#### [STATED GOAL]
Reproduce every line of the items below without changing a word, and omit the pictures from your answer.

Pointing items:
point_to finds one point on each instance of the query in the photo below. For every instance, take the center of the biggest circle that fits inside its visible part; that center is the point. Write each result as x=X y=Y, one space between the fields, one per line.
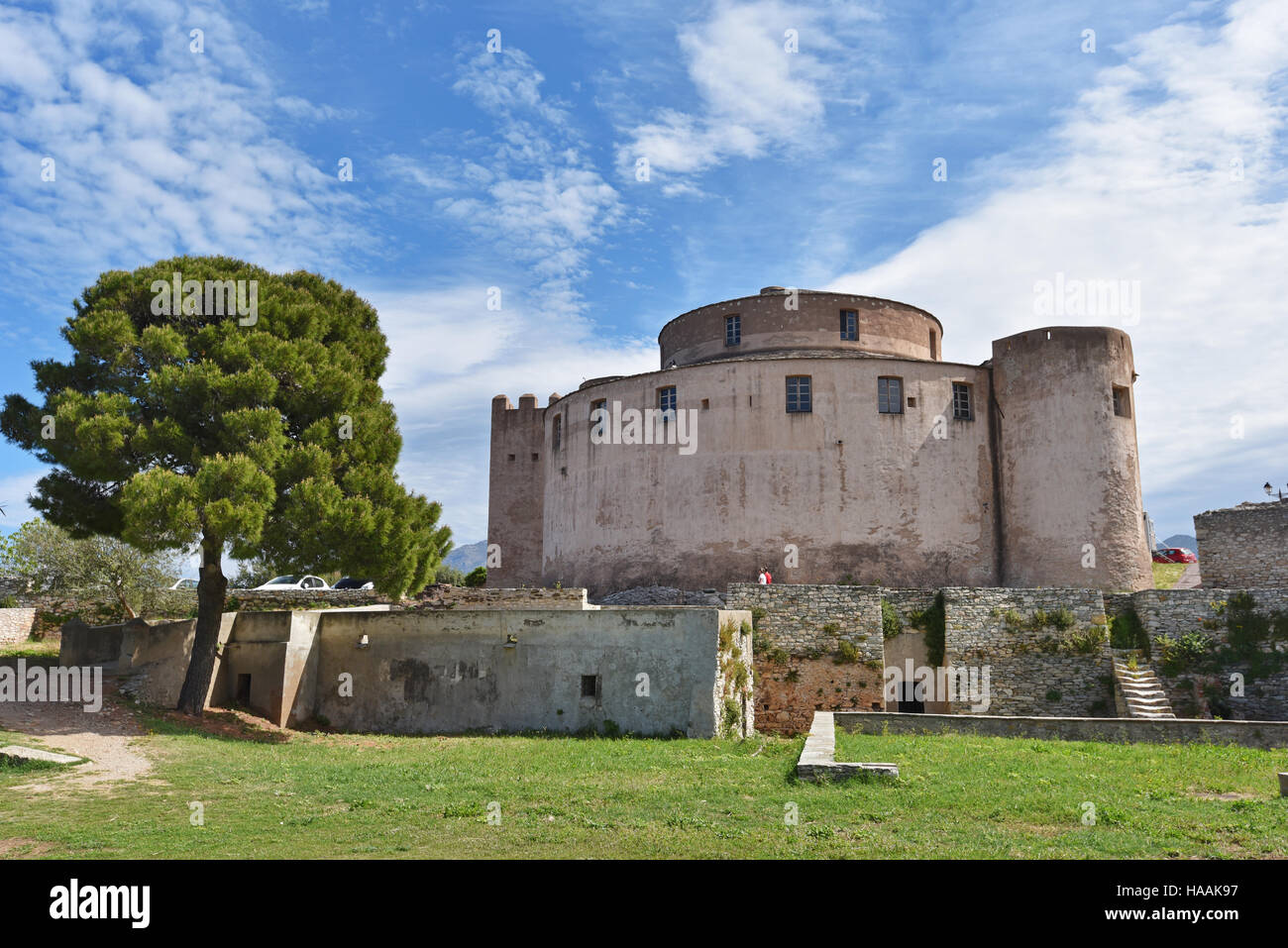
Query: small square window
x=799 y=395
x=666 y=401
x=890 y=395
x=1122 y=402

#### [ANSWER IN FULL]
point_to finds one point on each instance of the query in the photo below. For every instance, take the center of the biggest circle that fits inside its visible part; that center is the point. Write each result as x=X y=Y, one space between the fields, one per line.
Query: small square window
x=799 y=395
x=666 y=401
x=890 y=395
x=1122 y=402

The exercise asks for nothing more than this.